Reproduce these records with every "top-left corner" changed to "upper-left corner" and nothing else altered.

##############################

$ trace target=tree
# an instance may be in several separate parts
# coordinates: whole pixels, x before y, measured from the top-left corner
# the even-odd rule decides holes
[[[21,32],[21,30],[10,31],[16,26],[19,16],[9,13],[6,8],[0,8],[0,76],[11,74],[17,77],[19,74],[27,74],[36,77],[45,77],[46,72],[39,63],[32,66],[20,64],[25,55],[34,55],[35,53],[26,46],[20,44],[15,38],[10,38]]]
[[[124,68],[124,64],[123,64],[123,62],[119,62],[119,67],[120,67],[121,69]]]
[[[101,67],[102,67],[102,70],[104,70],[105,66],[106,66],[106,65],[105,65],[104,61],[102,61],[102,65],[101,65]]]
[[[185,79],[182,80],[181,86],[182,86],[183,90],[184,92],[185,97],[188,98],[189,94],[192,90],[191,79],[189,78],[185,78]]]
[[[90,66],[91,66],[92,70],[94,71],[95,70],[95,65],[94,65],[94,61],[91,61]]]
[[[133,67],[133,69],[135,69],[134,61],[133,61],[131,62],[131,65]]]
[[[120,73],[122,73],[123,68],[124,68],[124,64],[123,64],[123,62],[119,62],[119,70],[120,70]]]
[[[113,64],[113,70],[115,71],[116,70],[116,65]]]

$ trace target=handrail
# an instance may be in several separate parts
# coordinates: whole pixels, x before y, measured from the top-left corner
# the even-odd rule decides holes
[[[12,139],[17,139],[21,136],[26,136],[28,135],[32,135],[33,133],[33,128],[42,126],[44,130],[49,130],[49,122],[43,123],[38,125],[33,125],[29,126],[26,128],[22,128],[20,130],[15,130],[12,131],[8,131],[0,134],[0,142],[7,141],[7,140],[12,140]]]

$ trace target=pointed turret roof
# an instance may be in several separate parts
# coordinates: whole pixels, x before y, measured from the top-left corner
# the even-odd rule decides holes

##############################

Answer below:
$ trace target=tree
# an instance may be in several separate parts
# coordinates: whole pixels, x before y, measured from the upper-left corner
# the even-odd rule decides holes
[[[21,32],[21,30],[10,31],[16,26],[19,16],[9,13],[6,8],[0,8],[0,76],[11,74],[17,77],[19,74],[27,74],[36,77],[45,77],[46,72],[39,63],[32,66],[20,64],[25,55],[34,55],[35,53],[26,46],[20,44],[15,38],[10,38]]]
[[[124,68],[124,64],[123,64],[123,62],[119,62],[119,67],[120,67],[121,69]]]
[[[101,67],[102,67],[102,70],[104,70],[105,66],[106,66],[106,65],[105,65],[104,61],[102,61],[102,65],[101,65]]]
[[[185,79],[182,80],[181,86],[182,86],[183,90],[184,92],[185,97],[188,98],[189,94],[192,90],[191,79],[189,78],[185,78]]]
[[[90,66],[91,66],[92,70],[94,71],[95,70],[95,65],[94,65],[94,61],[91,61]]]
[[[133,67],[133,69],[135,69],[134,61],[133,61],[131,62],[131,65]]]
[[[120,73],[122,73],[123,68],[124,68],[124,64],[123,64],[123,62],[119,62],[119,70],[120,70]]]
[[[113,64],[113,70],[115,71],[116,70],[116,65]]]

$ trace target=handrail
# an instance may be in several separate parts
# coordinates: whole pixels, x before y, measured from the upper-left corner
# the even-odd rule decides holes
[[[12,139],[17,139],[21,136],[26,136],[28,135],[32,135],[33,133],[33,128],[42,126],[44,130],[49,130],[49,122],[43,123],[38,125],[33,125],[29,126],[26,128],[22,128],[20,130],[15,130],[12,131],[8,131],[0,134],[0,142],[7,141],[7,140],[12,140]]]

$ trace target=pointed turret roof
# an instance may be in several separate parts
# coordinates: whole pixels, x before y, measured from the upper-left corner
# the even-odd rule decides holes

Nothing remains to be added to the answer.